[Object location annotation data]
• • •
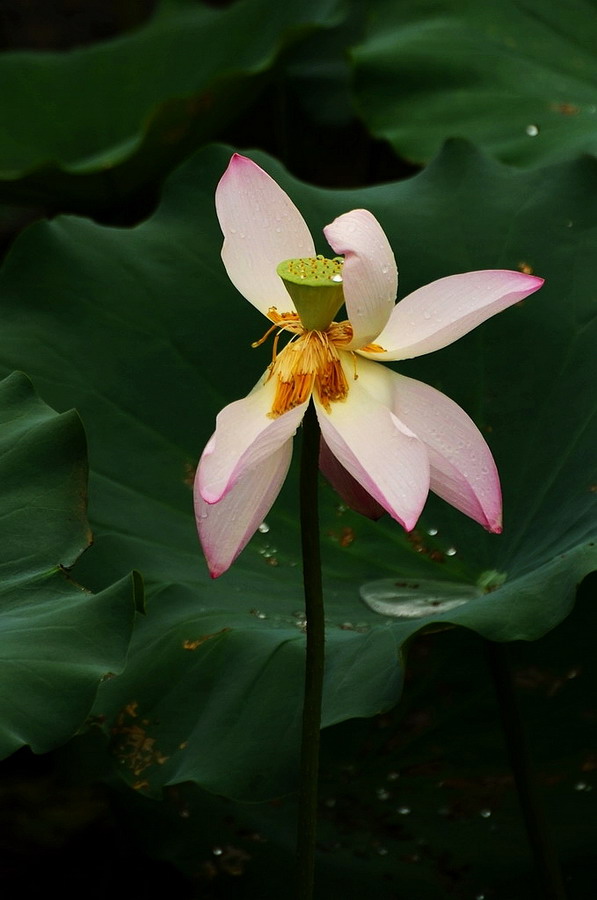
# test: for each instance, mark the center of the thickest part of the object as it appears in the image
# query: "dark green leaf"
(142, 330)
(518, 78)
(93, 125)
(58, 641)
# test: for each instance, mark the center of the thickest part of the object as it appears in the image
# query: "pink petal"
(226, 527)
(261, 227)
(369, 274)
(443, 311)
(349, 489)
(462, 468)
(245, 437)
(386, 459)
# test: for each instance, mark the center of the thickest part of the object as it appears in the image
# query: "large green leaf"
(92, 125)
(58, 641)
(520, 78)
(418, 799)
(142, 330)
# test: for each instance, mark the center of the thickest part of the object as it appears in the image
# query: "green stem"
(314, 665)
(549, 873)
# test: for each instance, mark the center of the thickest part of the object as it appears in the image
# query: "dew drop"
(411, 599)
(582, 786)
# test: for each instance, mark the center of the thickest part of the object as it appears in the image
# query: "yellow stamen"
(373, 348)
(309, 363)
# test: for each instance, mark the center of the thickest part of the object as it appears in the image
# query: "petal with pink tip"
(261, 227)
(462, 468)
(245, 436)
(381, 453)
(355, 496)
(226, 527)
(369, 273)
(441, 312)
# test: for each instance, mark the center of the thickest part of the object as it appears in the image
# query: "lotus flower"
(386, 439)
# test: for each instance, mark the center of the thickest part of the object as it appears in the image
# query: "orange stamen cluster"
(309, 362)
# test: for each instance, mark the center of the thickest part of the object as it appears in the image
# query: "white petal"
(355, 496)
(245, 436)
(443, 311)
(386, 459)
(462, 468)
(369, 274)
(226, 527)
(261, 227)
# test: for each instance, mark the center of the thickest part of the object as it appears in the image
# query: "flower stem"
(549, 873)
(314, 665)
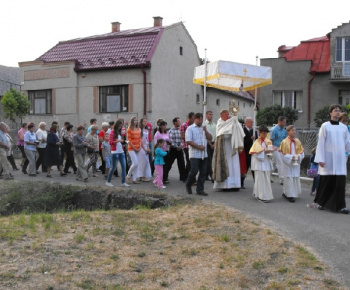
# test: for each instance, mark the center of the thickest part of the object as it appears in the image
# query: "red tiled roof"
(129, 48)
(317, 50)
• • •
# SHORT PROBLEM
Repeat the listing verbatim. Skip the pictures.

# REPLY
# test: for each instance, mark the center of the thickest part of the object as it appears in the image
# query: "dark green leaf"
(142, 330)
(518, 78)
(93, 125)
(58, 641)
# test: for each instance, mark the center of the thickest part of the object as it appears in the image
# query: "pink petal"
(226, 527)
(261, 227)
(369, 274)
(443, 311)
(349, 489)
(462, 468)
(245, 437)
(386, 459)
# test: for each instance, mark the center of the thickest part of the object as it appears in the image
# query: "large green leaf"
(92, 125)
(58, 641)
(520, 78)
(418, 799)
(142, 330)
# test: for each instance, mark the center of the thickest part of the object as it appears in the image
# query: "green stem"
(314, 665)
(549, 873)
# test: for each instance, mark the center of the thickest part of the object as it appears in the image
# query: "dew drop"
(411, 599)
(582, 786)
# test: for each instance, mark the center of the thickest part of the object as it appears in the image
# query: "yellow stamen"
(373, 348)
(309, 363)
# test: for each instance, mark the center of the thickest part of the object as it appears in the image
# query: "petal with pink tip"
(261, 227)
(462, 468)
(245, 436)
(381, 453)
(355, 496)
(226, 527)
(369, 273)
(441, 312)
# test: for each instance, mark the center of the thickest part of the object as it appears in the image
# query: "lotus flower"
(386, 439)
# test: for each instance, mark the center of the thickest part of the object as it appears in the image
# query: "orange stamen cluster"
(309, 362)
# test: for each instance, mark the center of the thickest part of the object as it appears in the image
# query: "white petal"
(355, 496)
(245, 436)
(443, 311)
(386, 459)
(462, 468)
(369, 274)
(226, 527)
(261, 227)
# test: for each instance, mark the center of the thickest part of the object as it appears in the image
# query: "flower stem"
(549, 873)
(314, 665)
# test: for each instance, mark the center of the thickest part of the object as it appears in the image
# query: "red tiled roof"
(129, 48)
(317, 50)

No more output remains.